-- Start Data for this task --

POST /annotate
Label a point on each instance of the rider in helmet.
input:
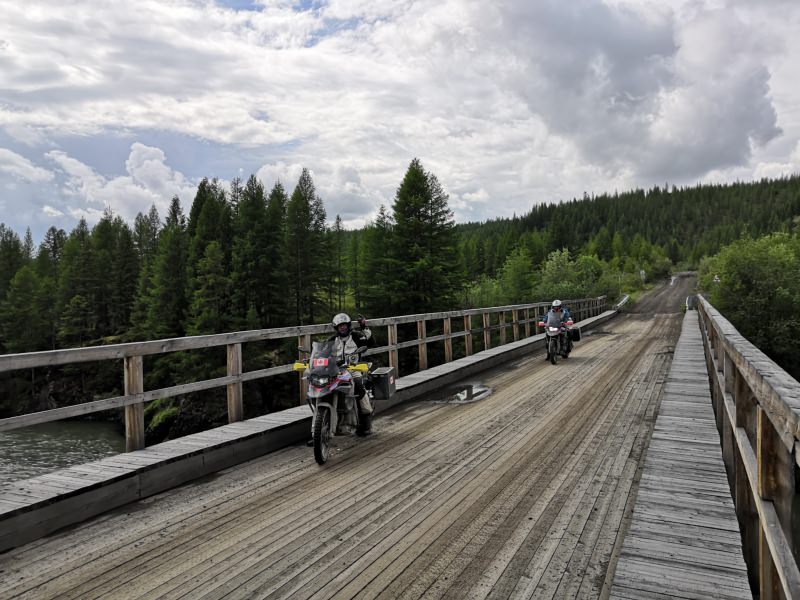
(557, 316)
(347, 342)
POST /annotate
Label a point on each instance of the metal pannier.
(383, 383)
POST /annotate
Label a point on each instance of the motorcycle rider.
(347, 342)
(557, 316)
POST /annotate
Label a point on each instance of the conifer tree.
(423, 245)
(275, 280)
(209, 311)
(167, 303)
(24, 325)
(307, 258)
(77, 286)
(250, 260)
(378, 269)
(11, 257)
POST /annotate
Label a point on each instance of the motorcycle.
(331, 393)
(558, 340)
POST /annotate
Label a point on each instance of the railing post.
(527, 322)
(468, 337)
(391, 334)
(303, 341)
(515, 322)
(235, 408)
(768, 460)
(134, 413)
(448, 341)
(423, 346)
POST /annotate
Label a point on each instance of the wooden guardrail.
(757, 407)
(523, 322)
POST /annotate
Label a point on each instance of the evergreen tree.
(306, 252)
(423, 245)
(24, 325)
(77, 286)
(275, 280)
(337, 278)
(378, 265)
(209, 311)
(167, 303)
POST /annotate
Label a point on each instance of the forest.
(245, 257)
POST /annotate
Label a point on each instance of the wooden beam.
(515, 323)
(468, 339)
(422, 346)
(134, 413)
(448, 340)
(391, 334)
(235, 406)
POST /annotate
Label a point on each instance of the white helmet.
(340, 319)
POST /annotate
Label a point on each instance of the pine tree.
(337, 277)
(250, 259)
(275, 280)
(167, 302)
(378, 268)
(306, 253)
(209, 311)
(423, 245)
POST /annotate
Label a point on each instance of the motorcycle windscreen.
(323, 362)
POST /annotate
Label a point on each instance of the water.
(40, 449)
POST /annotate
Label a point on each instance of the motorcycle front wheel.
(322, 435)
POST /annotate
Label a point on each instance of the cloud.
(509, 103)
(149, 181)
(21, 168)
(49, 211)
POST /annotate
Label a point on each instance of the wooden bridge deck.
(521, 493)
(684, 539)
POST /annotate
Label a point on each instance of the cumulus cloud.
(509, 103)
(149, 181)
(21, 168)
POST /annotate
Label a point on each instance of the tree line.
(248, 258)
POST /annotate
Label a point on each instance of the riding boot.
(364, 424)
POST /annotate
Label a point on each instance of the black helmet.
(342, 319)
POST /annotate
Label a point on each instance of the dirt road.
(519, 494)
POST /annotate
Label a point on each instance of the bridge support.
(134, 413)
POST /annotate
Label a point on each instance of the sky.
(510, 103)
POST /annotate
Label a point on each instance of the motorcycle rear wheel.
(322, 435)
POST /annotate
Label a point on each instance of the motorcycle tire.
(322, 435)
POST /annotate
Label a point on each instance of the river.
(40, 449)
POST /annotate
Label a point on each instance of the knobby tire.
(322, 434)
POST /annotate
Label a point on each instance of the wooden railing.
(523, 322)
(757, 406)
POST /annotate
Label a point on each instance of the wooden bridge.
(602, 476)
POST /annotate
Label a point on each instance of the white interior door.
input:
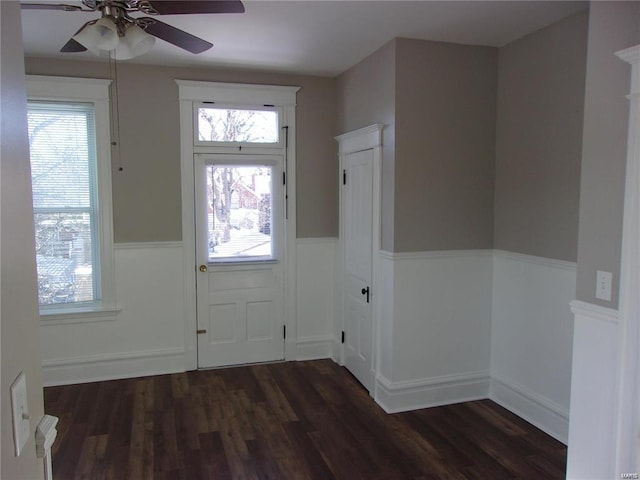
(358, 242)
(240, 281)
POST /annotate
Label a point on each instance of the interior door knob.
(365, 291)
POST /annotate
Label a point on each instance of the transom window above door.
(234, 126)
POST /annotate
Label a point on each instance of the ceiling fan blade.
(50, 6)
(174, 35)
(179, 7)
(73, 46)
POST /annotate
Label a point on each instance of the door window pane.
(239, 205)
(233, 125)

-- End Data for this task --

# Set problem
Using the material above, return every line exactly as it appears, minus the pictures.

# Correct answer
POST /annotate
Label a point on each instance of the rider in helmet.
input:
(557, 316)
(347, 342)
POST /annotate
Label a point on each instance of the metal pannier.
(383, 383)
POST /annotate
Label a point on each instance of the motorcycle rider.
(347, 342)
(557, 316)
POST /annotate
Label a point on each instance of the conifer tree.
(423, 245)
(275, 280)
(209, 311)
(167, 303)
(24, 325)
(307, 258)
(77, 286)
(250, 260)
(378, 269)
(11, 257)
POST /annotate
Label a point on each instance of the motorcycle.
(331, 393)
(558, 340)
POST /annotate
Label a point on each instance of the railing post.
(527, 322)
(468, 337)
(391, 334)
(303, 341)
(515, 322)
(235, 408)
(768, 460)
(134, 413)
(448, 341)
(423, 346)
POST /annotate
Label a point on each instance of the wooden guardrail.
(757, 407)
(523, 322)
POST /annotate
Label a point on each instance of the evergreen tree.
(306, 252)
(423, 245)
(24, 325)
(77, 286)
(275, 280)
(337, 278)
(378, 265)
(209, 311)
(167, 303)
POST /annotate
Label a point on each instance of the forest.
(245, 257)
POST /annotate
Label a point on each instance of the wooden beam.
(515, 323)
(468, 339)
(422, 346)
(134, 413)
(448, 340)
(391, 334)
(235, 406)
POST /annotate
Label a point on each instance of the white helmet.
(340, 319)
POST /annotate
Label a point on each instance of the pine tree.
(337, 277)
(250, 259)
(275, 280)
(167, 302)
(378, 268)
(306, 253)
(209, 311)
(423, 245)
POST /annotate
Label a point on each instance of the motorcycle windscreen.
(323, 362)
POST /annotate
Label a point on each instance of the water.
(40, 449)
POST /annotate
Label a point on each instance of the motorcycle front wheel.
(322, 435)
POST /annotate
Label a point on each instance of the cloud.
(509, 103)
(149, 181)
(21, 168)
(49, 211)
POST /annotate
Label a point on each instance of the wooden bridge deck.
(521, 493)
(684, 539)
POST /annotate
Label a point on each instance of the cumulus cloud.
(509, 103)
(149, 181)
(21, 168)
POST /annotate
Label a point on each instance of the tree line.
(248, 258)
POST /annotate
Label a point on each instance of the riding boot.
(364, 424)
POST /annotate
Label a point on each instance of the black helmet.
(342, 319)
POST /annotate
Label a point on each instance of the dirt road.
(519, 494)
POST /annotate
Label a point on each instance of the bridge support.
(134, 413)
POST /annotate
Label a point on each instance of the sky.
(510, 103)
POST /annotate
Label a point on each instance of the motorcycle rear wheel.
(322, 435)
POST /annotate
Label a point on each instance of the motorcycle tire.
(322, 435)
POST /annotate
Label a point on each instance of the river.
(40, 449)
POST /annotate
Label a point on each instance of the knobby tire.
(322, 434)
POST /annotate
Label a point on each instance of the wooden railing.
(523, 322)
(757, 406)
POST /annotate
Label a point on each instance of the wooden bridge.
(602, 476)
POST /annotate
Label a point on each instance of the white interior door.
input:
(358, 242)
(240, 281)
POST /annotate
Label a point on each instance of the interior door knob.
(365, 291)
POST /annotate
Label a point on each instance of the transom window above door.
(234, 126)
POST /annotate
Label a point on each instance of the ceiling fan blade.
(50, 6)
(174, 35)
(179, 7)
(73, 46)
POST /annotate
Label a point on each instance of the door window pane.
(239, 205)
(233, 125)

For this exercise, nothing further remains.